Aim of the exercise ▸ Everything in the listing that follows should be reproduced exactly except the pictures.
━━ Source records
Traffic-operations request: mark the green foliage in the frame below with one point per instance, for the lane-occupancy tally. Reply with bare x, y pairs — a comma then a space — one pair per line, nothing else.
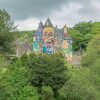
92, 52
95, 28
47, 93
6, 33
15, 85
79, 87
82, 33
48, 70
━━━━
Result of the exercise ▸
Traffic-operations request: mark the green foliage in the frame below with one point per instance, for the lane-occupancy tally. Reply with bare x, y pairs — a comma then a space — one pair per line, nothing else.
92, 52
95, 28
47, 93
6, 33
15, 85
79, 87
82, 33
48, 70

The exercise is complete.